Letzte Warnung vor dem „finalen Ende“

■ Wieder Anschlag: Kreuzberger „Klassenkampf“ geht weiter „Klasse gegen Klasse“ bekennt sich zu Granatenexplosion

Zum Handgranatenanschlag auf das Kreuzberger Restaurant „Auerbach“ hat sich jetzt die Gruppe „Klasse gegen Klasse“ bekannt – und zugleich einen neuen Anschlag verübt. Ein an der Scheibe des italienischen Spezialitätenladens „Alimentari & Vini“ angebrachter Sprengkörper detonierte und schoß nach Angaben des Besitzers ein Projektil in den Laden in der Skalitzer Straße. Personen wurden nicht verletzt. In einem Drohbrief an den Betreiber wurde unter Angabe einer Frist gefordert: „Verschwindet“.

Das Geschäft ist seit geraumer Zeit das Ziel von Drohungen und Anschlägen durch die Gruppe „Klasse gegen Klasse“. Nach einer ersten schriftlichen Aufforderung, „proletarisches Terrain“ zu verlassen, brannte Ende August der Kleinbus des Besitzers aus. Der jetzige Anschlag, bei dem nach den Worten von „Klasse gegen Klasse“ ein „leichter Sprengsatz“ detonierte, sei als „zweite Warnung“ zu verstehen. Eine „dritte Warnung“, so drohen die Absender des Schreibens unmißverständlich, „entfällt“. Wenn der Lebensmittelladen nun nicht fristgerecht Kreuzberg verlasse, wird „Plünderung oder finales Ende wie bei Auerbach“ angekündigt.

- [Datensätze]

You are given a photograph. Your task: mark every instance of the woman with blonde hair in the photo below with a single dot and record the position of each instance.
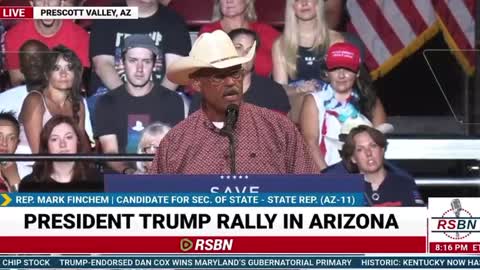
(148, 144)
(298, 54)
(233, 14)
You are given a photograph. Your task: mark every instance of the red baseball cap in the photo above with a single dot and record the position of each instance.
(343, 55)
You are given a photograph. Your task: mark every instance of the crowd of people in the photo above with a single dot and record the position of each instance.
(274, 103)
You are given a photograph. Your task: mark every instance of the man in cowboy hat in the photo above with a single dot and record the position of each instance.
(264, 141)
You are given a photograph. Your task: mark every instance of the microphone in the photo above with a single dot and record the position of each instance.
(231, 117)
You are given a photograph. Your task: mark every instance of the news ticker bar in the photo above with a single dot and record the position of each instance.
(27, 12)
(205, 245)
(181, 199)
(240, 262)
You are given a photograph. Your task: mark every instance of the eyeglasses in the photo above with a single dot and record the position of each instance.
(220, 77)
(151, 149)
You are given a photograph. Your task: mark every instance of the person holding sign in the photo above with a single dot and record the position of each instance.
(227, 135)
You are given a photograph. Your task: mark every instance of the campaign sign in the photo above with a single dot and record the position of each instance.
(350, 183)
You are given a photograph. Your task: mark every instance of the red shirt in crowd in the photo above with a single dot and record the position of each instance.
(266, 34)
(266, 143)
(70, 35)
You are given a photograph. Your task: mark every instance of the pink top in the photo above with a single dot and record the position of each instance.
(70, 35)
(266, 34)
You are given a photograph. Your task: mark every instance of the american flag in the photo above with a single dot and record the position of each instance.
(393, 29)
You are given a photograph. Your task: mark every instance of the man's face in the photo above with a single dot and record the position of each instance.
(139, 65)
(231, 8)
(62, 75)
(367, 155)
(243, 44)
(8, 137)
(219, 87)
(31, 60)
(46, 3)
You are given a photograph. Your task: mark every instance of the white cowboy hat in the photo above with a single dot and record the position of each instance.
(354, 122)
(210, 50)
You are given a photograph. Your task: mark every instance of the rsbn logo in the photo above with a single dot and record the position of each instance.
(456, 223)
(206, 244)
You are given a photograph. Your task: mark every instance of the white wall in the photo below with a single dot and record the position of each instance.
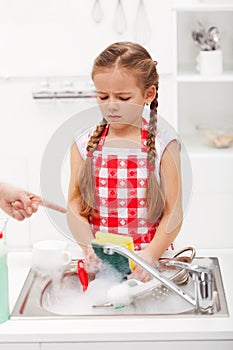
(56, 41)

- [Arbeitsauftrag] Übertrage diesen Satz aus dem Seitenauszug ins Englische: „Ein an der Scheibe des italienischen Spezialitätenladens ‚Alimentari & Vini‘ angebrachter Sprengkörper detonierte und schoß nach Angaben des Besitzers ein Projektil in den Laden in der Skalitzer Straße.“ Die Auflistung stammt aus einer anderen Quelle.

- [Musterlösung] An explosive device attached to the window of the Italian specialty shop "Alimentari & Vini" detonated and, according to the owner, fired a projectile into the shop on Skalitzer Straße.